-------- GIVEN PASSAGE
# Is Big Boy a Bearded Collie



## palmer (Mar 12, 2010)

This is Palmer a.k.a. "Big Boy" a.k.a. "Handsome", a.k.a. "Big and Handsome" (you get the idea...). My girlfriend and I recently met a bearded collie while out and about, and we couldn't help but notice a striking resemblance in the face and in his mannerisms. What do you think?


----------



## LittleFr0g (Jun 11, 2007)

Doesn't look like a Bearded Collie to me. Maybe a mix at most, but I really don't see Bearded Collie. He looks more like a Schnauzer mix to me.


----------



## palmer (Mar 12, 2010)

We definitely have thought there was some Schnauzer in him, but the resemblance lies in his snout. Very simililar to the collie we met. Here's a picture of a collie mix that also has the face I recognize. 

http://farm2.static.flickr.com/1041/697959210_3695338aa2.jpg?v=0


----------



## LittleFr0g (Jun 11, 2007)
----------------
-------- COLLECTED MATERIAL
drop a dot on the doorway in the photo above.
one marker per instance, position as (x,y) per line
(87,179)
----------------
_SET TASKS_:
a: In the Bearded Collie thread, which breed does LittleFr0g think Palmer looks more like a mix of?
b: Copy out the part of the Bearded Collie thread from "This is Palmer" up to and including "do you think?".
c: Write the next part of the Bearded Collie thread, picking up after its last line.

_WRITTEN ANSWERS_:
a: A Schnauzer.

b:
This is Palmer a.k.a. "Big Boy" a.k.a. "Handsome", a.k.a. "Big and Handsome" (you get the idea...). My girlfriend and I recently met a bearded collie while out and about, and we couldn't help but notice a striking resemblance in the face and in his mannerisms. What do you think?

c:
There is some similarity in face shape, but there are many breeds with a similar face shape, and the hair texture is nothing like the dog in the picture you posted. I really don't see any similarity at all. Your dog looks much more terrier-like to me, probably some sort of Schnauzer mix.


----------



## Rinz (Mar 12, 2010)

One word...

adorable.


----------



## Michiyo-Fir (Jul 25, 2009)

I see a lot of schnauzer and some other wire coated breed. No bearded collie.


----------



## Purley (Sep 7, 2009)

I agree. He has a lot of Schnauzer colouring. His face and eyes don't look anything like a Beardie to me.


----------



## ruckusluvr (Sep 20, 2009)

i dont see any beardie, but i do see schn.


----------



## Keechak (Aug 10, 2008)

The head stucture does look similar to the beardie but it also looks similar to the standard or giant schnauzers, Here is a picture of a couple standard schnauzers (keep i mind these two dogs have been stripped and clipped)


----------



## agility collie mom (Jan 26, 2008)

Hard to tell by just the head shot. Do you have a side body shot?


----------



## PandaCakes (Sep 25, 2009)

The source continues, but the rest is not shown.